Provided material:

[Start of Attachment]

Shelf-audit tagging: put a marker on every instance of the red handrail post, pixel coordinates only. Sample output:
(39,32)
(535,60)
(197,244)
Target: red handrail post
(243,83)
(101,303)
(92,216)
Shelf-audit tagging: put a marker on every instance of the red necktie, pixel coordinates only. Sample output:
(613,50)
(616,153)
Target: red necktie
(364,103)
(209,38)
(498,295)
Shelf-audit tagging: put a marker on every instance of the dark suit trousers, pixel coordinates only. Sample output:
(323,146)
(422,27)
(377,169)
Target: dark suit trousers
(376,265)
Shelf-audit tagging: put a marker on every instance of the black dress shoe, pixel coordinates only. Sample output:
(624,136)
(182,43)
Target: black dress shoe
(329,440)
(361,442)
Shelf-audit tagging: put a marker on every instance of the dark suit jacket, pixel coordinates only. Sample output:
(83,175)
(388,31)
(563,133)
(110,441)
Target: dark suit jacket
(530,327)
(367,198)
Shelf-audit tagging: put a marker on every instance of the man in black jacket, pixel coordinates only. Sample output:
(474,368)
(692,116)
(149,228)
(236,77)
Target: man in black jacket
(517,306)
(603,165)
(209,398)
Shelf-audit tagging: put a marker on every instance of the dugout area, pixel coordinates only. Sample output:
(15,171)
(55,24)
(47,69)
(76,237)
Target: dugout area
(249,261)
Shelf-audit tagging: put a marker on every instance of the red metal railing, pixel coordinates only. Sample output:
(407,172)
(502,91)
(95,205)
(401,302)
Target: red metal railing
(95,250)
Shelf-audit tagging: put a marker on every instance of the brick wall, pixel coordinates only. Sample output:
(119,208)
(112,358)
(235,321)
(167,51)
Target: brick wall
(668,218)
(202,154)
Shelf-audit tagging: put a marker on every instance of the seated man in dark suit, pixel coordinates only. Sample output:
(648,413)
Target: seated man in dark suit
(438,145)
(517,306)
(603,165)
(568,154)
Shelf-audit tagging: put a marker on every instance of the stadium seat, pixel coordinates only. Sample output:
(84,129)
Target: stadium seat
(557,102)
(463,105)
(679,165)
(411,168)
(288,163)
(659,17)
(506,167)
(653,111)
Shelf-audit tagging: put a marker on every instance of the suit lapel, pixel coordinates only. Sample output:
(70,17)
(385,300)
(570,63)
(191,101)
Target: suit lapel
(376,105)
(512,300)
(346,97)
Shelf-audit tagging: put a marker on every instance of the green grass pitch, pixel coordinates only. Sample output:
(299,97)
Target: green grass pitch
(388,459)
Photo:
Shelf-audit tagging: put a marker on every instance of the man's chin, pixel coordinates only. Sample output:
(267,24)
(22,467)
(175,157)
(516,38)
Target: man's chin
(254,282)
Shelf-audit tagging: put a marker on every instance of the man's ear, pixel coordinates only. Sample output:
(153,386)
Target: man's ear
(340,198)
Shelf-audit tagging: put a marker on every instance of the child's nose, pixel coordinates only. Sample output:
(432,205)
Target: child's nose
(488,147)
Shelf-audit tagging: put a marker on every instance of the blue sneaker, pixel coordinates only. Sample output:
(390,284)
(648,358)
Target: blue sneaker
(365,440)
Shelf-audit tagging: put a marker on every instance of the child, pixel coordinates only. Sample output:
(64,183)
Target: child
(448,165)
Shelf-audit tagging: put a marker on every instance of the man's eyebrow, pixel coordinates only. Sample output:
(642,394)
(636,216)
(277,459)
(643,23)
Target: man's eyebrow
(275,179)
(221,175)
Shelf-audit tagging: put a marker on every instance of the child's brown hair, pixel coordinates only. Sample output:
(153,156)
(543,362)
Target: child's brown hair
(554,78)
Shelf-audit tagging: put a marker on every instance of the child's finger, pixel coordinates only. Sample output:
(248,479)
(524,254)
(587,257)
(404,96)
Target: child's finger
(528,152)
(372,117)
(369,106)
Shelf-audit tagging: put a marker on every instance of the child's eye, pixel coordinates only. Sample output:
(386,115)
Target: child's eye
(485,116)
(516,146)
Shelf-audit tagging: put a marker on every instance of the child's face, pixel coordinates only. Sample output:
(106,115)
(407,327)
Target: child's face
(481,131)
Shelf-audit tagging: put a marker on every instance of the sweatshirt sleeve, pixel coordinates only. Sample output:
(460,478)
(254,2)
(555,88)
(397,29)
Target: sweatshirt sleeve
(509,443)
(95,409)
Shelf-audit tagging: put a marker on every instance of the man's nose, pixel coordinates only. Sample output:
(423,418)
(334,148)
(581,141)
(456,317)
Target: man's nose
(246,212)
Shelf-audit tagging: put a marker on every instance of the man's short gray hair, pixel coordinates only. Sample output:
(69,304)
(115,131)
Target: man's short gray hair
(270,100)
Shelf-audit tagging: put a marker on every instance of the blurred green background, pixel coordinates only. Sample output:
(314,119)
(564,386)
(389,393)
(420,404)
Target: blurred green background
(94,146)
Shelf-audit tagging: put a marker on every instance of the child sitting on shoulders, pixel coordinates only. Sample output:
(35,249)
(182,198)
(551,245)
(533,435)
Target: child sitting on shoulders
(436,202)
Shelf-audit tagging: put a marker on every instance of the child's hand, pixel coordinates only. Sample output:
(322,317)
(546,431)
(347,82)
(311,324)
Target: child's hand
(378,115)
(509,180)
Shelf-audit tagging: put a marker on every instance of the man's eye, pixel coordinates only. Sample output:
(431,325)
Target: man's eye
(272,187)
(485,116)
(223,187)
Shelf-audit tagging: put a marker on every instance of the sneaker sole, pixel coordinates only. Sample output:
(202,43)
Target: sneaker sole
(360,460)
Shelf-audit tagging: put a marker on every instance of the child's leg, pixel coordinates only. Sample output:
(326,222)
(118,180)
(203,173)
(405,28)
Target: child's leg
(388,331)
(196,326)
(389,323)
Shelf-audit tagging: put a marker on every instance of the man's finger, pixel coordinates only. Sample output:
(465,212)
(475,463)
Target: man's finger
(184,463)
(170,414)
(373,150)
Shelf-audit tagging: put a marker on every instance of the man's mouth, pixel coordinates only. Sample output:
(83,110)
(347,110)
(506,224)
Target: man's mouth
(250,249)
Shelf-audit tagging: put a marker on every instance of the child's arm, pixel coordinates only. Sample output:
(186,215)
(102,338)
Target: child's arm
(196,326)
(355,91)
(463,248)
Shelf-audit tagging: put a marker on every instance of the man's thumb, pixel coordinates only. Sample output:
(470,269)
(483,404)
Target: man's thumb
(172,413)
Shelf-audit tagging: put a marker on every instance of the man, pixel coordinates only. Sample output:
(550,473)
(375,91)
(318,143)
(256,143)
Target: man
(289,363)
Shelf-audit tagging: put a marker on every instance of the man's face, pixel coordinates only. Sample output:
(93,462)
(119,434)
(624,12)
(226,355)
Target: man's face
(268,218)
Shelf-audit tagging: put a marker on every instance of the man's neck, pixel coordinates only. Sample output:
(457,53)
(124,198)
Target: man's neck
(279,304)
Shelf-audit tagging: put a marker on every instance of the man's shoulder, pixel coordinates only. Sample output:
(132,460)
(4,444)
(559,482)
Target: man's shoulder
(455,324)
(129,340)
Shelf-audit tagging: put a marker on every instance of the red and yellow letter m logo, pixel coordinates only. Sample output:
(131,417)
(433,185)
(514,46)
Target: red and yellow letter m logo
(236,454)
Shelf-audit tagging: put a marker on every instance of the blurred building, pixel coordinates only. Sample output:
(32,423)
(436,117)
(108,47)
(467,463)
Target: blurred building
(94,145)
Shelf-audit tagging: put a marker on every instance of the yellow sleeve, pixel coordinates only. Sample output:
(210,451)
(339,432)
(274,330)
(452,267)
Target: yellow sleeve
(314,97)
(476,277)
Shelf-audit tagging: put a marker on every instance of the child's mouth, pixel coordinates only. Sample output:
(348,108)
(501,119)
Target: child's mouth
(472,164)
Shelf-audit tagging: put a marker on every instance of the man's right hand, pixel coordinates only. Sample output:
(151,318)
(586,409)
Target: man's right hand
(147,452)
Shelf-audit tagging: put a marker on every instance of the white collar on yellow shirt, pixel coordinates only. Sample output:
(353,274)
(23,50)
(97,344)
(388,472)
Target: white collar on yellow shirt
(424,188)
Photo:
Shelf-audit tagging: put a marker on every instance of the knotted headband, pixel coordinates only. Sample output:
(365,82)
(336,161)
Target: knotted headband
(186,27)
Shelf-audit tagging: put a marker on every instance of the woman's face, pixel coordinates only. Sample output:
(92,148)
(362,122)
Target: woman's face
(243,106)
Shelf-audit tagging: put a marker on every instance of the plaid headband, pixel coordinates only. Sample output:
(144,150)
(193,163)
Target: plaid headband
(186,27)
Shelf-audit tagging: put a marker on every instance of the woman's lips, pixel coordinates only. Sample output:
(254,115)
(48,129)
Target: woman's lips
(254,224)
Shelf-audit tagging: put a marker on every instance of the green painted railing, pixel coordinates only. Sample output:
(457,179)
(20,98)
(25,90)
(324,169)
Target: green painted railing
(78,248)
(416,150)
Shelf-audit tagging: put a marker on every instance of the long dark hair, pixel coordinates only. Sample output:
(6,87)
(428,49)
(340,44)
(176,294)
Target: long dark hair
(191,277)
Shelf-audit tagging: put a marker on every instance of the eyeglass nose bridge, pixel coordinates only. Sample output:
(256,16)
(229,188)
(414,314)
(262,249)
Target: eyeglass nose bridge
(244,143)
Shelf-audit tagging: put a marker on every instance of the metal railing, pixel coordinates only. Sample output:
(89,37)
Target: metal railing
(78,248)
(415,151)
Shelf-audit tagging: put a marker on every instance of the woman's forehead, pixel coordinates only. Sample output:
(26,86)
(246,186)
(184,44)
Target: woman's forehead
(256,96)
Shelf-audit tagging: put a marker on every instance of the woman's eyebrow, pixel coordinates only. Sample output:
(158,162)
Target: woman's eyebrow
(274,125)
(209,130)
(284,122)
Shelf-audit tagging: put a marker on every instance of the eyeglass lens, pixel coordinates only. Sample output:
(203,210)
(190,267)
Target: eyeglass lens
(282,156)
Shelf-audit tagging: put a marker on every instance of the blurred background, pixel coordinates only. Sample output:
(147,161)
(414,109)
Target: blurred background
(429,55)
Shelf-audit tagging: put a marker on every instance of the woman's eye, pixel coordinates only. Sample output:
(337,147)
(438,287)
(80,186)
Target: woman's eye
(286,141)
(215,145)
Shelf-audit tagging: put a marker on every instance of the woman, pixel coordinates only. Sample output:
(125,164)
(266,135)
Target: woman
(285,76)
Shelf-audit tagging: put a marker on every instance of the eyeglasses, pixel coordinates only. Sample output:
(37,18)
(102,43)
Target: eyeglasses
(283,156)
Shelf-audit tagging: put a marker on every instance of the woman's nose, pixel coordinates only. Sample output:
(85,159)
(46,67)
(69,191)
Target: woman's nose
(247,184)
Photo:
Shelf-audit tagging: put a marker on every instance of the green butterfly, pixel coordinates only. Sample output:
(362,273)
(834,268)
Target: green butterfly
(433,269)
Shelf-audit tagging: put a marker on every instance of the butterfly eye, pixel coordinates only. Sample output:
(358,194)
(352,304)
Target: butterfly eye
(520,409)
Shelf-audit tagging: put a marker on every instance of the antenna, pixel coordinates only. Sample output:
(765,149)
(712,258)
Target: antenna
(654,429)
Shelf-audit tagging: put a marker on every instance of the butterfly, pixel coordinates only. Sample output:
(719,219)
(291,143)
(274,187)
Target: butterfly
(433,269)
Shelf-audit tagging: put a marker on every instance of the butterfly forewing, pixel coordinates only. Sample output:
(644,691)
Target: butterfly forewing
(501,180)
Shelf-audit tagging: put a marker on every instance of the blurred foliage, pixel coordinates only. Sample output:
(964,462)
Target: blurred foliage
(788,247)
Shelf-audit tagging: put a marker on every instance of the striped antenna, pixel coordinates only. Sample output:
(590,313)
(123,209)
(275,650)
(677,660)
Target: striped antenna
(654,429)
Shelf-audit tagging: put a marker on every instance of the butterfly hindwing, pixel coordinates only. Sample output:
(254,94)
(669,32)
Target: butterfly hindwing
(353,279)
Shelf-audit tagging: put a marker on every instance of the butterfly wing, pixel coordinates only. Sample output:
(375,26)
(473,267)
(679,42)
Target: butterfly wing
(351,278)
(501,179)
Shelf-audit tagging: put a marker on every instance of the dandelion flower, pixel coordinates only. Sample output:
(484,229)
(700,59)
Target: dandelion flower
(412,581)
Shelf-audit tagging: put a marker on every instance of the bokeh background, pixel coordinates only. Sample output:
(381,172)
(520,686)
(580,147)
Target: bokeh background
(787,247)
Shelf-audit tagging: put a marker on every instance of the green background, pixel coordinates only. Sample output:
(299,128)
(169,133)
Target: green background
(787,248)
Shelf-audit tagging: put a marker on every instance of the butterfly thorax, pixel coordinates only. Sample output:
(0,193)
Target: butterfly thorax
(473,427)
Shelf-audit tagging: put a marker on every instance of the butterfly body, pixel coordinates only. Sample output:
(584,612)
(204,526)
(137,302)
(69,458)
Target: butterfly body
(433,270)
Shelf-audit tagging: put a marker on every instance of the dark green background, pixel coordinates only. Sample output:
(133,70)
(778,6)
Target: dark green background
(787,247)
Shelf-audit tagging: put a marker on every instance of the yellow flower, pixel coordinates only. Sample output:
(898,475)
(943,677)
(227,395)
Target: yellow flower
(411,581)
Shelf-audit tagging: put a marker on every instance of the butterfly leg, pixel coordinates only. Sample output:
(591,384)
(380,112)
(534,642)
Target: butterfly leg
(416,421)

[End of Attachment]

Requirement:
Scan the records above for the lines holding "Target: child's face" and "the man's nose, pixel". Transcribe those two and every line between them word for word, and no others.

Response to this exercise:
Target: child's face
(481,131)
Shelf-audit tagging: put a marker on every instance of the sweatshirt sleeve, pixel coordinates only. Sample output:
(460,478)
(254,2)
(555,88)
(397,29)
Target: sweatshirt sleeve
(509,443)
(95,409)
Shelf-audit tagging: put a marker on every instance of the man's nose, pixel coordinates only. Sample output:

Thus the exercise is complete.